WHAT TO DO:
For each record below, set it down exactly but leave out any picture.
MATERIAL FOR THIS EXERCISE Start Marker
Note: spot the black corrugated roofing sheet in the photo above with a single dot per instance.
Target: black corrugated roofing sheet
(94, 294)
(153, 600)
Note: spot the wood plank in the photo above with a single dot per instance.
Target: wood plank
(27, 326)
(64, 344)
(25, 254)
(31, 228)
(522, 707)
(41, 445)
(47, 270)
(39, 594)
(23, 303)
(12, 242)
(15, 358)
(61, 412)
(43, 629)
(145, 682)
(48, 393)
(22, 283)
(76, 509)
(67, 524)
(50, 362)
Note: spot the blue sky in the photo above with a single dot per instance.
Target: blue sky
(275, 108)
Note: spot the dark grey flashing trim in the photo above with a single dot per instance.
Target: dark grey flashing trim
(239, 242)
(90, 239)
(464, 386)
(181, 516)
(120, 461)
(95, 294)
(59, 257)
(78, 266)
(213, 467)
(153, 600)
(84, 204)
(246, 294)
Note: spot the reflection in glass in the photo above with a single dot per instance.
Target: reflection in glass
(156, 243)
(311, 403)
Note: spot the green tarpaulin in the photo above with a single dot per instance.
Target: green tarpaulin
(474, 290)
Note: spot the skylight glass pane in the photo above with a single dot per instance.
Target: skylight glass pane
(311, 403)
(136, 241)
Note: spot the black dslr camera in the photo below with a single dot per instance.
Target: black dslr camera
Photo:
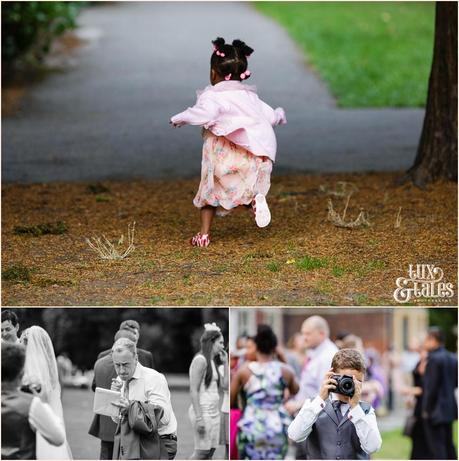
MATERIAL FOR THIS EXERCISE End Marker
SOLVED PROBLEM:
Note: spot the black corrugated roofing sheet in the photo above with a single dot per instance.
Target: black corrugated roofing sheet
(94, 294)
(153, 600)
Note: spot the wood plank in the photo above with a single dot per instance.
Target: wood plank
(27, 326)
(64, 344)
(25, 254)
(31, 228)
(522, 707)
(41, 445)
(47, 270)
(39, 594)
(23, 303)
(12, 242)
(15, 358)
(61, 412)
(43, 629)
(145, 682)
(48, 393)
(22, 283)
(76, 509)
(67, 524)
(50, 362)
Note: spot the blue sky in the photo above with a single dot per instance.
Target: blue sky
(275, 108)
Note: spot the dark grey flashing trim in the photo above with a single dot per instance.
Target: dark grey flashing trim
(239, 242)
(90, 239)
(464, 386)
(181, 516)
(120, 461)
(95, 294)
(59, 257)
(78, 266)
(213, 467)
(153, 600)
(84, 204)
(246, 294)
Note: spot the reflection in glass in the photo above with a single dot per instance.
Target: reflection in glass
(156, 243)
(311, 403)
Note: spot the green tarpaulin in the photo above with a single dot per instance.
Target: green tarpaulin
(474, 290)
Note: spot the skylight glass pane in the photo above with a single dot per instance.
Target: skylight glass pane
(311, 403)
(136, 241)
Note: spot the black dslr camera in the photo below with a single dot per instance.
Target: black dslr camera
Photo:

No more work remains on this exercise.